**BRANO ESTRATTO:**
--
Non sarà la polizia islamica che veglia sulla morale e sui costumi, assicura il governo, non saranno ronde, né agenti ausiliari di polizia, ci mancherebbe altro. Ma nondimeno è difficile immaginare che i sessantamila volontari chiamati tramite un bando a controllare le «sbavature» della fase due rappresenteranno qualcosa di diverso da un apparato di sorveglianza e intimidazione. Nonché l’ennesimo ricorso al lavoro gratuito, mascherato come di consueto dalla «volontarietà» e dal «civismo», traslocato dai «grandi eventi» alle grandi emergenze.

Non si tratterà insomma di cortesi informatori, di innocui contapersone, di boy scout al servizio del tradizionale anziano in procinto di attraversare la strada o di cittadini intenti a rimuovere le macerie di un terremoto, ma di caporali improvvisati chiamati a interpretare a modo loro le confuse ordinanze di governo, regioni, sindaci e minisindaci dilaniate dal conflitto irrisolto tra interessi economici e rischi sanitari.

Non era difficile prevedere che la riapertura pressoché generalizzata avrebbe comportato una meno generalizzata osservanza delle norme di prevenzione peraltro non sempre ragionevoli e comprensibili, nonché segnate da innumerevoli contraddizioni. Se nelle fabbriche e negli uffici del Nord (principali bacini del contagio) il mantenimento dell’ordine resta affidato all’autorità dei padroni, fin dove e fin quando gli converrà, nella vita sociale questo compito è assegnato a un non piccolo esercito (se riusciranno a metterlo insieme tra cassintegrati e sottoposti al regime del reddito di cittadinanza) di guardie in erba.

Prodighi nell’offrirci le immagini di capannelli di giovani nei luoghi della movida da additare alla nostra riprovazione, i media raramente ci hanno mostrato i lavoratori ammassati nei capannoni dell’industria lombarda.
--
Dati di puntamento per espressioni referenziali:

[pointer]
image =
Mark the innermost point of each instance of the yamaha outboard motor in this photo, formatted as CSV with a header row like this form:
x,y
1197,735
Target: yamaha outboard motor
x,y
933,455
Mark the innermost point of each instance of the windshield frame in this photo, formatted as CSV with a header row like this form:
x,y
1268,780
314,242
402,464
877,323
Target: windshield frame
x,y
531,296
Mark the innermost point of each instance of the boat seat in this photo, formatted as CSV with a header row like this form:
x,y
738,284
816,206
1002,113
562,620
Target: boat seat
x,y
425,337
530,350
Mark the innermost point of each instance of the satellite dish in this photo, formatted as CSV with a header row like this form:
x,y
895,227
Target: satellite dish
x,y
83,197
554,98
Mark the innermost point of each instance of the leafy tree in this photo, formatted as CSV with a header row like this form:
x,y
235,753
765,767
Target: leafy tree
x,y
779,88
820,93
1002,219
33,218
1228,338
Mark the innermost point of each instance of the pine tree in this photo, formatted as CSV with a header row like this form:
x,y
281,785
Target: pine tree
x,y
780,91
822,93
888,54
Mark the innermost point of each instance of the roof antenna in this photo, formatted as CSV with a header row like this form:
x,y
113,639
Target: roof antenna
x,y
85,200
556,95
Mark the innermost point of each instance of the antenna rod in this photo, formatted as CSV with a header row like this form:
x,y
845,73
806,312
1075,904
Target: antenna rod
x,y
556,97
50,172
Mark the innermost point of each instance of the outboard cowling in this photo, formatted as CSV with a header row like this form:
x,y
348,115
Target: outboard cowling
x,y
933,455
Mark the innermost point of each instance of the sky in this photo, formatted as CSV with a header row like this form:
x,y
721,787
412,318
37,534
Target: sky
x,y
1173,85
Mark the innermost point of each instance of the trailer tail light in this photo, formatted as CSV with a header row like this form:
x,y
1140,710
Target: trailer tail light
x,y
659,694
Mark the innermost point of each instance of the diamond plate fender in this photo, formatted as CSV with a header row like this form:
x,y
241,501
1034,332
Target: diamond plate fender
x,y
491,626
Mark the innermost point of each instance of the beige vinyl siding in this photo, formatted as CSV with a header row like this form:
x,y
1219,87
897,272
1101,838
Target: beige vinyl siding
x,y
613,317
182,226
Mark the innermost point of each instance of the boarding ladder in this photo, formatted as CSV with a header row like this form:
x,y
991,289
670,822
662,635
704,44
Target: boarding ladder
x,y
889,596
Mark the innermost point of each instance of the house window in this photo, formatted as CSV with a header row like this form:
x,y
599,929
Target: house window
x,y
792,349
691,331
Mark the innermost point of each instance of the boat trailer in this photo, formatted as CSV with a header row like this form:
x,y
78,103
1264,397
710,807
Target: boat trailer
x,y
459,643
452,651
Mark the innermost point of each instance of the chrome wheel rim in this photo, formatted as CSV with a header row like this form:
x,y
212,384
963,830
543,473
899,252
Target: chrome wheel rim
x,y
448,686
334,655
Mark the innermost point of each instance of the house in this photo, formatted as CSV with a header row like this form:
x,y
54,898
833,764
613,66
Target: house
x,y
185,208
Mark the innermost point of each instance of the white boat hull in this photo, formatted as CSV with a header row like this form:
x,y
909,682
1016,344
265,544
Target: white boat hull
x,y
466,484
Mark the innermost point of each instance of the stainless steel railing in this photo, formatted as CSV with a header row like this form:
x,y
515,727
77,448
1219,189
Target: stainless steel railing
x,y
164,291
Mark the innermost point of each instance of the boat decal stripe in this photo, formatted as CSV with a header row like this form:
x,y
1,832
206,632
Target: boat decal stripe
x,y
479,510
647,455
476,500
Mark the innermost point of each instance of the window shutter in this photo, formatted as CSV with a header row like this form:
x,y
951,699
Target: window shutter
--
**I TUOI COMPITI:**
1: Elenca tutti i soggetti che, secondo il brano, emanano le «confuse ordinanze» che i volontari dovranno interpretare.
2: Rispondi alle seguenti domande sul brano:
(a) Quanti volontari vengono chiamati tramite il bando?
(b) Quali luoghi sono indicati come principali bacini del contagio?
(c) Dove si trovano i lavoratori ammassati che i media raramente hanno mostrato?
Il materiale è indipendente dal brano e va considerato a parte.

**SOLUZIONI DEGLI ESERCIZI:**
1: Governo, regioni, sindaci e minisindaci.

2:
(a) Sessantamila.
(b) Le fabbriche e gli uffici del Nord.
(c) Nei capannoni dell'industria lombarda.